Material for this exercise:
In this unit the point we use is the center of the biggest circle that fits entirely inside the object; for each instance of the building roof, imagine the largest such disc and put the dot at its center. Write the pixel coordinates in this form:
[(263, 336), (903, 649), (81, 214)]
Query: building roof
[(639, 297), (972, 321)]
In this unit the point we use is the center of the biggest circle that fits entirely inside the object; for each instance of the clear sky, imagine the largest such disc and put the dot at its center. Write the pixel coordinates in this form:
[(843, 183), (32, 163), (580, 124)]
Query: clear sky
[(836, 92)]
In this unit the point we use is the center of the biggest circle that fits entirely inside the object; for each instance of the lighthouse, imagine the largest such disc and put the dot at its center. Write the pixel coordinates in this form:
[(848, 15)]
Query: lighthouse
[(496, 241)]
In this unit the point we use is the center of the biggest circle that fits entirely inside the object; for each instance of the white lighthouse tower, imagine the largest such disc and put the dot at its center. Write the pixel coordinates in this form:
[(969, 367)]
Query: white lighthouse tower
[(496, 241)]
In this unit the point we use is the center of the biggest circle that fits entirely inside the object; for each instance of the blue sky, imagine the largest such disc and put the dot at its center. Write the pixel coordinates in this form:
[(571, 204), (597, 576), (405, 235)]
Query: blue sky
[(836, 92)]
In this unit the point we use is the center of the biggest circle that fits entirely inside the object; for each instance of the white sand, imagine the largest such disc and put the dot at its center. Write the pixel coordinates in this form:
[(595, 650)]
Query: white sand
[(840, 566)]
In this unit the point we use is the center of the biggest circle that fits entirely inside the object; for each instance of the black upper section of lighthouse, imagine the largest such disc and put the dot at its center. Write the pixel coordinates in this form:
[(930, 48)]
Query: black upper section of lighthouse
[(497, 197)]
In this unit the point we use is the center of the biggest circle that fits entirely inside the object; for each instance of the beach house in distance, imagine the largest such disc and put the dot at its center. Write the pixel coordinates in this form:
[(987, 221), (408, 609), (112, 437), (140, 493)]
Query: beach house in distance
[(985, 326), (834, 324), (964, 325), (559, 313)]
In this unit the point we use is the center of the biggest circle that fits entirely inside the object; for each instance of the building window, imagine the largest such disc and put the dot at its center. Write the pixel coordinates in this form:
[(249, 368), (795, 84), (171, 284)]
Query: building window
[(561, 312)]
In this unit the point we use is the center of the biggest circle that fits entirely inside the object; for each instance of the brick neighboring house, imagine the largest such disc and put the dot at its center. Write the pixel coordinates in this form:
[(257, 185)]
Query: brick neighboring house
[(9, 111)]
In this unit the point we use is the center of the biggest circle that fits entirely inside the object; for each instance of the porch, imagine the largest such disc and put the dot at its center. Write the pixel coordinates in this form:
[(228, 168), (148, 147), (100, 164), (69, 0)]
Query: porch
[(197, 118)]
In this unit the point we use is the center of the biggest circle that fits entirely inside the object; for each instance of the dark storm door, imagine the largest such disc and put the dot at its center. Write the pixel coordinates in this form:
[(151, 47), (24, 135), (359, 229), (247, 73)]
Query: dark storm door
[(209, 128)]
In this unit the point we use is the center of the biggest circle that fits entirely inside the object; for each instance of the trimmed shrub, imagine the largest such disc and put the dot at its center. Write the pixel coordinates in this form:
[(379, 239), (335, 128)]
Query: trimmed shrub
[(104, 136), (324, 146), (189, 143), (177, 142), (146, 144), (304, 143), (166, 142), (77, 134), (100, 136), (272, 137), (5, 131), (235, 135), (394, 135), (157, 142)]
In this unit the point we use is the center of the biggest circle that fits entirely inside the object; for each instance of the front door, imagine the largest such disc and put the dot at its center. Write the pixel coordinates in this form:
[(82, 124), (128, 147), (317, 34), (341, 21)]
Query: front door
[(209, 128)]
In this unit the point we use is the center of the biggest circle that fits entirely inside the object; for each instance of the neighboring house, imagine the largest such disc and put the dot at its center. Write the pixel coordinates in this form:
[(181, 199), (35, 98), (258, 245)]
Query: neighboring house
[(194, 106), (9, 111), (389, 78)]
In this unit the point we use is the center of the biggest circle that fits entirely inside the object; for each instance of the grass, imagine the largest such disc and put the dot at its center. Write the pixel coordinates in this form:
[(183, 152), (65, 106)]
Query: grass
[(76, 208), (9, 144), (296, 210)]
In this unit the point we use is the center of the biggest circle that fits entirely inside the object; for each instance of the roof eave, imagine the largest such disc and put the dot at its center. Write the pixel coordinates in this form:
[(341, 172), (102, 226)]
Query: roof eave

Your task: Please rewrite the records from the line with "building window, imagine" up to and including the line with "[(561, 312)]", replacing "pixel coordinates" with "image coordinates" and changing nothing else. Give only those lines.

Answer in full:
In this unit the point we use is the center of the biggest circle that fits entirely inside the object; for each instance of the building window, imagine the largest such disc and put the dot at its center. Write the image coordinates in this form:
[(249, 368), (795, 84), (171, 284)]
Query: building window
[(561, 312)]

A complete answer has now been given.